### Text excerpt
════════

# Last Toro 2 stroke single stage



## GKK (Apr 29, 2021)

Does anyone know what the last Toro 2 stroke single stage model was? Was it the 210? I interested in the bigger motor models not the smaller 99cc ones.


----------



## aa335 (Jan 21, 2020)

Toro 221Q / 210 are the last ones. They have same chassis, engine, cowl cover. 221 has the remote "Q" quick chute and curved ergonomic handle, 210 has basic chute handle and a straight handle.

The 210 is also available in electric start as 210E.

The 221Q is available in electric start QE and recoil start QR.

There is also the rare Lawnboy variant that is call the Insight.

This question has been asked before. I post it here if you want to find out more.









Would like to get a 2 cycle Toro.....best model before...


I guess the Lawn-Boy is strong with me...LOL I'd like to get about the last Toro model with the R-tek engine that was part of the Toro/L-B family. Since I have the old Snow-Boy having the last would sort of be having the Alpha-Omega of the 2. Suggestions ?




www.snowblowerforum.com


----------



## GKK (Apr 29, 2021)

aa335 said:


> Toro 221Q / 210 are the last ones. They have same chassis, engine, cowl cover. 221 has the remote "Q" quick chute and curved ergonomic handle, 210 has basic chute handle and a straight handle.
> 
> The 210 is also available in electric start as 210E.
> 
> ...

════════

### Recorded information
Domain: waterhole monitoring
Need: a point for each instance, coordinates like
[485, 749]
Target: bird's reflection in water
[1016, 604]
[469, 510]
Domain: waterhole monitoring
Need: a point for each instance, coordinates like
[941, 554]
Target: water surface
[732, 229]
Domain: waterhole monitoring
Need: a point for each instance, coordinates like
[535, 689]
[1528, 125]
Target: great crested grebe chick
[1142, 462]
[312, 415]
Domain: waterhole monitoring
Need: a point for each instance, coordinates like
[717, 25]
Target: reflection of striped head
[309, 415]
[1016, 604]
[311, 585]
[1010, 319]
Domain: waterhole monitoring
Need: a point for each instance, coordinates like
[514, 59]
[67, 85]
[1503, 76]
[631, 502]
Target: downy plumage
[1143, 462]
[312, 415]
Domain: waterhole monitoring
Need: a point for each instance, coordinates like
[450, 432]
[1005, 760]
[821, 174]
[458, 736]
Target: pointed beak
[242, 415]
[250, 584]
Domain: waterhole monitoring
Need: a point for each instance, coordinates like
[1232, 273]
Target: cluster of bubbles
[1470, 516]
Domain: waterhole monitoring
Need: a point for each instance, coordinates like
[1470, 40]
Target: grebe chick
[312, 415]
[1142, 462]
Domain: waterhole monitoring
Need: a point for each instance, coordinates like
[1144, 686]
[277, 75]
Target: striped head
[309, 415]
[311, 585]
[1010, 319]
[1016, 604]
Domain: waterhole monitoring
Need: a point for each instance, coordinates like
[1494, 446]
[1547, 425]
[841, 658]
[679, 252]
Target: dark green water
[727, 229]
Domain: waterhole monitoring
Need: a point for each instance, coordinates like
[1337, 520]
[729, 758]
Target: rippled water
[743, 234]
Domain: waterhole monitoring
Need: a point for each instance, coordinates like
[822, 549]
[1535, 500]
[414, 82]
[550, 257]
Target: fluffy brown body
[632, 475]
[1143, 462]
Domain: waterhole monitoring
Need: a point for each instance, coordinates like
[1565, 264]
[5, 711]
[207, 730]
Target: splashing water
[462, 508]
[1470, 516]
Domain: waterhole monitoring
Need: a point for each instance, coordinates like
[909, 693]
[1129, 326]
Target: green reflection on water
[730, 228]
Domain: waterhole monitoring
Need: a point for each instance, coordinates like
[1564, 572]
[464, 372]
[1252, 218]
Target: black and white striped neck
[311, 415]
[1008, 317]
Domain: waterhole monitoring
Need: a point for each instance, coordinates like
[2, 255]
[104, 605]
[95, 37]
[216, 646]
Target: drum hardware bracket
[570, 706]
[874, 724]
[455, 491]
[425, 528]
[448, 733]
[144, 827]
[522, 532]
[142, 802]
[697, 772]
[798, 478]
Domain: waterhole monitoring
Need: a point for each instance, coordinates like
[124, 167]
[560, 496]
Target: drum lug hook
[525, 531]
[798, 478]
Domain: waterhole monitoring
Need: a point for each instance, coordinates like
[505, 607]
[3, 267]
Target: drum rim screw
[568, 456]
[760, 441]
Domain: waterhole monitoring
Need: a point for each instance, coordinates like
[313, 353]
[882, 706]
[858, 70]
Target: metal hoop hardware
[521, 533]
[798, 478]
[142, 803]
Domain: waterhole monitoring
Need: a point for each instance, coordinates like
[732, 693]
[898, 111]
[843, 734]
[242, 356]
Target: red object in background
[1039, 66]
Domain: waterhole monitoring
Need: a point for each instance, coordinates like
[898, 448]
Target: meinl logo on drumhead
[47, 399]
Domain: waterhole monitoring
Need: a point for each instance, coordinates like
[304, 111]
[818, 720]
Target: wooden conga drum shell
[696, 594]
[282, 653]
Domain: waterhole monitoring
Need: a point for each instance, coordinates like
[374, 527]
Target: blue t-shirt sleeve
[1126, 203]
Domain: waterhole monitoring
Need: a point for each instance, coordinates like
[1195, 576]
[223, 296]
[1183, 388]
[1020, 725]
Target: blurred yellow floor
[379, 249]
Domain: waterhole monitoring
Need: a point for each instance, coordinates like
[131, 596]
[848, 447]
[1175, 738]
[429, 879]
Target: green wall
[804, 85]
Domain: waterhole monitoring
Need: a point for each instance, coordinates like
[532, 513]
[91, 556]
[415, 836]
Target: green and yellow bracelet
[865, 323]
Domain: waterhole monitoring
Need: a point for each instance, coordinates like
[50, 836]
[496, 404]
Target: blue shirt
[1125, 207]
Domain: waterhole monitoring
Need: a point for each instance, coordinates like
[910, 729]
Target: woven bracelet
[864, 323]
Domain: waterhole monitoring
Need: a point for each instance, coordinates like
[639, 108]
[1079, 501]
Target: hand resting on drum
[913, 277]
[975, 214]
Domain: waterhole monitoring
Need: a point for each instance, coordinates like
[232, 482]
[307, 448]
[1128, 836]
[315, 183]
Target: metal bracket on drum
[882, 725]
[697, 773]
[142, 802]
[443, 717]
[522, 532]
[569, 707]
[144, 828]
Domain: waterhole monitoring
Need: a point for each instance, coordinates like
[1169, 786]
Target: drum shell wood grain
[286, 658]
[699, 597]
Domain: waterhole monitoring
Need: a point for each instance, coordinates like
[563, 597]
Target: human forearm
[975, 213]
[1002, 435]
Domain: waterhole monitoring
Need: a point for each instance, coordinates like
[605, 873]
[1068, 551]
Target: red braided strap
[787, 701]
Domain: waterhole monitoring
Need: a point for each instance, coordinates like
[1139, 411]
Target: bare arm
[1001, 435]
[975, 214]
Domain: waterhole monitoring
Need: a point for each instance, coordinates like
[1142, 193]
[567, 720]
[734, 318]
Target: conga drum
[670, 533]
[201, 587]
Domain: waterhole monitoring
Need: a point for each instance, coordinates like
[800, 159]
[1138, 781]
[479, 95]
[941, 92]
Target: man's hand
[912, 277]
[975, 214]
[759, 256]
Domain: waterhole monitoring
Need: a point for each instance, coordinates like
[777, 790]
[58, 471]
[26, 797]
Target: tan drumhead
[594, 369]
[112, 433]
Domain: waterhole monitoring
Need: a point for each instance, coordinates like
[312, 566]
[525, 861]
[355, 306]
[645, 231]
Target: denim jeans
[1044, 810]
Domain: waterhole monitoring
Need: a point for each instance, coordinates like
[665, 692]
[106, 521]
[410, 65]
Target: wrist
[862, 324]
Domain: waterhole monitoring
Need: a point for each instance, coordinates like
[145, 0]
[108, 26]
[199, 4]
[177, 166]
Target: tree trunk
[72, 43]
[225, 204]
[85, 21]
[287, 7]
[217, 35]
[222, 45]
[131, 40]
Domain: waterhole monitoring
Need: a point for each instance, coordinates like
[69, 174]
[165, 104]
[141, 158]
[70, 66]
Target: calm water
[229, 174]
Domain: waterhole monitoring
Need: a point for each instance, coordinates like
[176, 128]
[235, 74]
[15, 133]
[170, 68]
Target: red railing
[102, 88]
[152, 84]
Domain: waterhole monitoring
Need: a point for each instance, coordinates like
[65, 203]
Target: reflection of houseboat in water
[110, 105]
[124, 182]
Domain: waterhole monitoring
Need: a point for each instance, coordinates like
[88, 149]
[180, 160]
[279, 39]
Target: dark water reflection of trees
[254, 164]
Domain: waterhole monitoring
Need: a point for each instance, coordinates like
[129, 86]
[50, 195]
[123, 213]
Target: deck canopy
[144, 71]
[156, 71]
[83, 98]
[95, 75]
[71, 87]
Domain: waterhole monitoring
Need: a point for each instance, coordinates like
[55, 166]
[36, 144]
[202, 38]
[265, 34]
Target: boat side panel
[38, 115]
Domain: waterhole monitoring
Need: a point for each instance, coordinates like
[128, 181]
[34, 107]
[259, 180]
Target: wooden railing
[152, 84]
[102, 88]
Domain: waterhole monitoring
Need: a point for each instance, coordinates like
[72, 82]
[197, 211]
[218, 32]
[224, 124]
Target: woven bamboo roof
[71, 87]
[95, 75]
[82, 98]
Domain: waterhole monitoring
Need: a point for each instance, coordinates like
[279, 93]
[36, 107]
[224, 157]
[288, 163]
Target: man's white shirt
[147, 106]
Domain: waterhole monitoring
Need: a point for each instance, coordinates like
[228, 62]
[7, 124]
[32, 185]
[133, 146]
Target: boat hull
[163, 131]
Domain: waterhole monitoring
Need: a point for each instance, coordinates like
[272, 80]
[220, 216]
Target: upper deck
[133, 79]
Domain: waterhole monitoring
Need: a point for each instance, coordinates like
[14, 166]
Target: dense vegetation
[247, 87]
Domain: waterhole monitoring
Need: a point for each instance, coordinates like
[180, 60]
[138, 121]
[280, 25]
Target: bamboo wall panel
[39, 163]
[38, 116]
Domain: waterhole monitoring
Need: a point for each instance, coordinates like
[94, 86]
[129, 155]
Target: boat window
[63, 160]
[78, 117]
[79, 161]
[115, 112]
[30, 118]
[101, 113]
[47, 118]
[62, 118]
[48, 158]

════════

### Required actions
1) According to the forum thread on the last Toro two-stroke single-stage models, what is the rare Lawnboy variant called?
2) How many lines in the entries contain the string "striped"? Give only the number.

### Expected responses
1) The Insight.

2) 3